◆ Directions for this task ◆
In the Wolves of the Calla text below, what does Roland scream while leading his surviving troops in the charge at Jericho Hill?

[begin Given passage]

Read: Wolves of the Calla–“The Way of the Eld”; “Todash”

You could probably look at this section as an illustration of how bloat affects these books. During their palaver with the Calla’s representatives, and again during their todash journey to NYC77, each member of Roland’s ka-tet is given a sentence or two to ponder or comment upon nearly everything that’s said, done, or seen. Even the neutral narrator takes too long to get to the meat of the story, wasting time on unnecessary and uninteresting details. I’m not sure we needed to know that the plates Roland had Jake use to show off his targeting prowess were still greasy, you know? Normally I’d support that kind of attention to detail, but the book fairly groans under the weight of all that accumulated minutiae.

An abridged version might have cut to the chase, and given these chapters’ standout sections a little more space to shine. For those keeping track at home, those standouts included Roland’s todash flashback to the battle of Jericho Hill, the last stand of the gunslingers. In a thrilling “Charge of the Light Brigade”-type sequence, we learn how Roland’s pals Alain and Jamie De Curry bought it, we see Cuthbert take his fatal wounds and still insist on going down shooting and cracking jokes, and we get the pretty glorious image of Roland leading his surviving troops in a suicidal charge against the enemy (“the barbaric remnants of Farson’s forces” or something to that effect, implying that Flagg/Fannin/Farson/Marten/Walter/Man in Black/Dark Man/Good Man/Ageless Stranger/Walkin Dude/Wizard/Maerlyn/Legion/etc. had already buggered off, abandoning his followers now that the main work of destroying civilization had been accomplished) while screaming “NO PRISONERS! NO PRISONERS!” That’s pretty much the Roland I want to see.

[end Given passage]
[begin Given information]

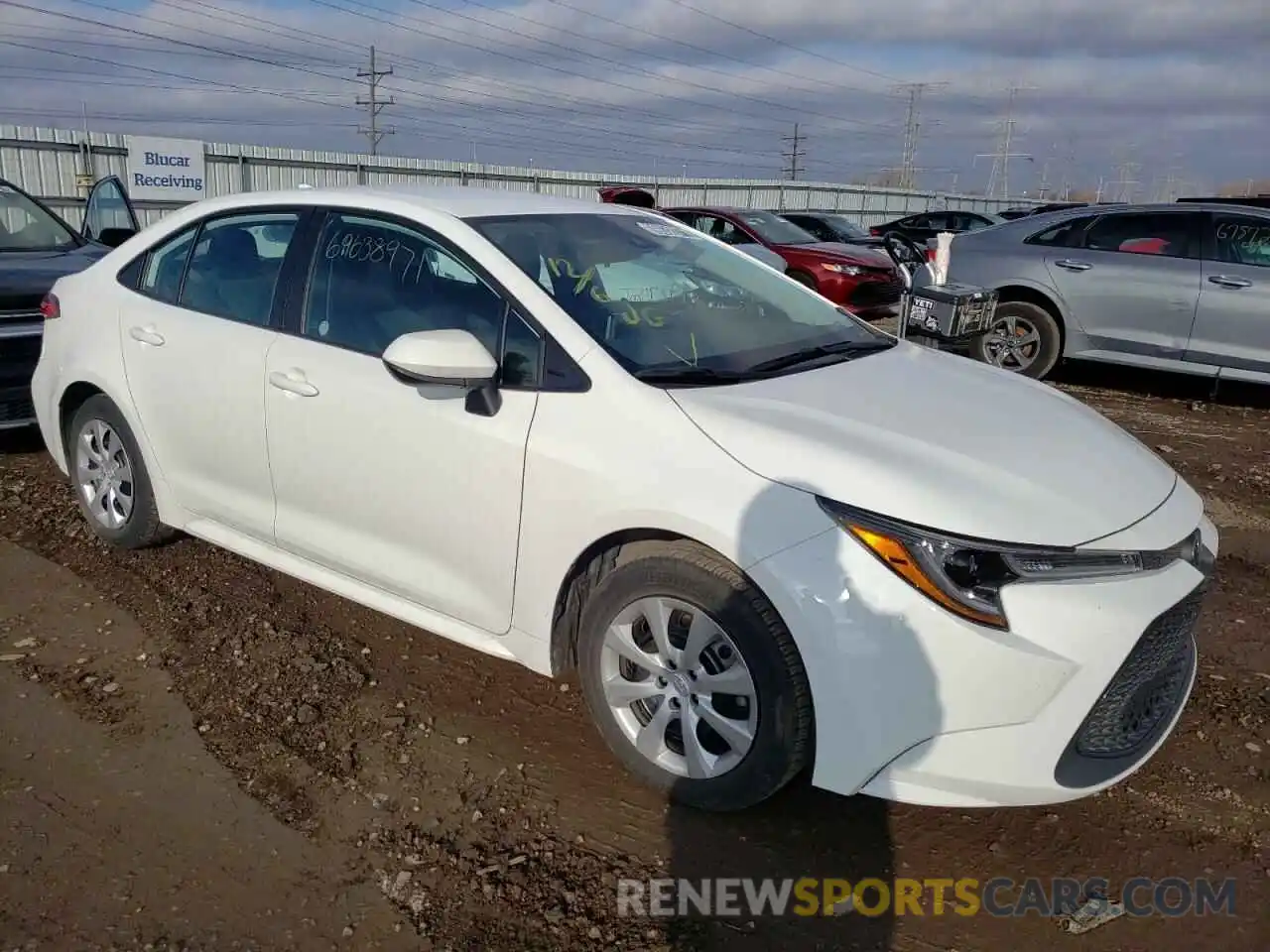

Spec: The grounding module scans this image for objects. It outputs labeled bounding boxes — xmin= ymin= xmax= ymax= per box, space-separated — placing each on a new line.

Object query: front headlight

[end Given information]

◆ Correct response ◆
"NO PRISONERS! NO PRISONERS!"